**Document**.
— Start —
Unfortunately, I'm on a budget. The only reason I was able to afford a 53 dollar kit is that I got 50 bucks as a gift. OTOH, I've also been told that if you use CA and sock the accelerator to it, they'll hold.

I've completed the kit (with obligatory blood sacrifice to the Modelling Gods when I was hollowing out the square ventilation intake - I assume that's what it is as there are no parts names). The biggest problem, aside from gluing the tracks, was figuring out just where the tiny rods/tubes on the aft end go. The covers for the radiators on the aft sides were not shown on the cover painting, so I had to estimate their exact location. All told, it looks good. I'll post some pix as soon as I can get them uploaded to my site, as I'm out of attachment space here.


----------



## djnick66 (May 2, 2008)

$53 ?!?! The kit should be nowhere near that amount. Squadron sells it for $23.


----------



## Owen E Oulton (Jan 6, 2012)

Well, that's the price up here in the Great White North.


----------



## Owen E Oulton (Jan 6, 2012)

Well, I tried the Gorilla Glue CA on the tracks last night at our IPMS build night, and found that it glued the tracks on very well. I used accelerator to shorten the setting time of the GG.


----------



## Sgthawker (Apr 20, 2012)

Looking forward to the pics. Glad it worked.


----------



## hal9001 (May 28, 2008)

djnick66 said:


> Emhar tracks are really poor. I would replace them with Model Cellar's plastic links....


Not now you won't, I just recently bought *Model Cellar's* last two pair. I asked him if he had a target date to restock them and he said no and didn't act as though he was going to. I hope he does one day because I really need another set.

Look forward to seeing picks of this because I've just in the last couple of years gotten interested in WWI tanks. I've yet to build an Emhar and from the looks of it they are gonna take some time to make look decent.

HAL9001-


----------



## Owen E Oulton (Jan 6, 2012)

I attached the tracks with Gorilla Glue CA, and it did the trick. It's now my "go to" CA glue! Pics are up in the Dioramas forum, under the Great War Diorama thread. Enjoy!


----------



## surfsup (Apr 19, 2009)

This should be a fun one to watch.....Cheers mark


----------



## djnick66 (May 2, 2008)

Gorilla CA is really good stuff. I find it to be a little slow curing, but it will work with accellerator sprays too.


----------



## Owen E Oulton (Jan 6, 2012)

I find that the viscosity is perfect, and I tend to use either a #0 paintbrush or a microbrush to place a small drop of accelerator next to the CA and allow it to flow over to the CA. That way I can control where the accelerator goes but not ruin the brush...


----------



## Whiteraven_2001 (Apr 12, 2008)

hal9001 said:


> I asked him if he had a target date to restock them and he said no and didn't act as though he was going to.


I guess he's not counting on the WWI centennial increasing interest?


----------
— End —
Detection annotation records
— Start —
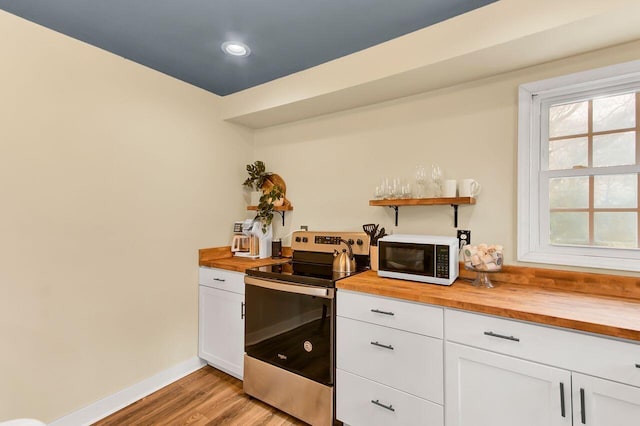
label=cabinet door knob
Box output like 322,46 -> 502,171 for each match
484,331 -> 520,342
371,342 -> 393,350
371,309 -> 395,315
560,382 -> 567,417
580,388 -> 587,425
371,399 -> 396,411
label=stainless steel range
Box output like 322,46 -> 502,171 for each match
— End —
— Start —
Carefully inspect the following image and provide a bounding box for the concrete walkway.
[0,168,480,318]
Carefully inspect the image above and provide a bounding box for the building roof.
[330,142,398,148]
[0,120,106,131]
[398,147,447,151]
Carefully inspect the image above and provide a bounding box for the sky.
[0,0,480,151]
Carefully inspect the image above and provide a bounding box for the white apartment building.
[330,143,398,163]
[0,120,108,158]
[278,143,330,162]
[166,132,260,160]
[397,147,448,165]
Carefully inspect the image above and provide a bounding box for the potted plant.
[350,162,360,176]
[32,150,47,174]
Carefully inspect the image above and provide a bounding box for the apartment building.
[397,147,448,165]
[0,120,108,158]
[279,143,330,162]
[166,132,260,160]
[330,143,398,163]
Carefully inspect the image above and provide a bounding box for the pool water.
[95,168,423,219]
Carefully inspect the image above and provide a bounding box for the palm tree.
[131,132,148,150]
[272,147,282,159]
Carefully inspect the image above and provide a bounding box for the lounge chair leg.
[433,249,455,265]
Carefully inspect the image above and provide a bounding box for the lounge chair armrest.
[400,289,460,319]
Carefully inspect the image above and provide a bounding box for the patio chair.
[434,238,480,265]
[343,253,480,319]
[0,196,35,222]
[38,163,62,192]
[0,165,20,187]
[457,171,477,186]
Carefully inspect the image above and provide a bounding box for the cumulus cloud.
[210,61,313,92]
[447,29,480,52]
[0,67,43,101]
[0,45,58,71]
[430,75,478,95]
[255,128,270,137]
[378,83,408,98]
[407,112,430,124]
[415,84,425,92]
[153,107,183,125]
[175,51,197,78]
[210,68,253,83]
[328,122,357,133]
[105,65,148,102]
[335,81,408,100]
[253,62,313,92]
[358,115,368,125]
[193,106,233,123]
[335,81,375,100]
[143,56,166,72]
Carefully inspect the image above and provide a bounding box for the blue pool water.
— End —
**Written request**.
Copy the forum thread from "Not now you" to "Diorama thread. Enjoy!", inclusive, swapping each occurrence of "Emhar" for "Airfix".

**Worked solution**.
Not now you won't, I just recently bought *Model Cellar's* last two pair. I asked him if he had a target date to restock them and he said no and didn't act as though he was going to. I hope he does one day because I really need another set.

Look forward to seeing picks of this because I've just in the last couple of years gotten interested in WWI tanks. I've yet to build an Airfix and from the looks of it they are gonna take some time to make look decent.

HAL9001-


----------



## Owen E Oulton (Jan 6, 2012)

I attached the tracks with Gorilla Glue CA, and it did the trick. It's now my "go to" CA glue! Pics are up in the Dioramas forum, under the Great War Diorama thread. Enjoy!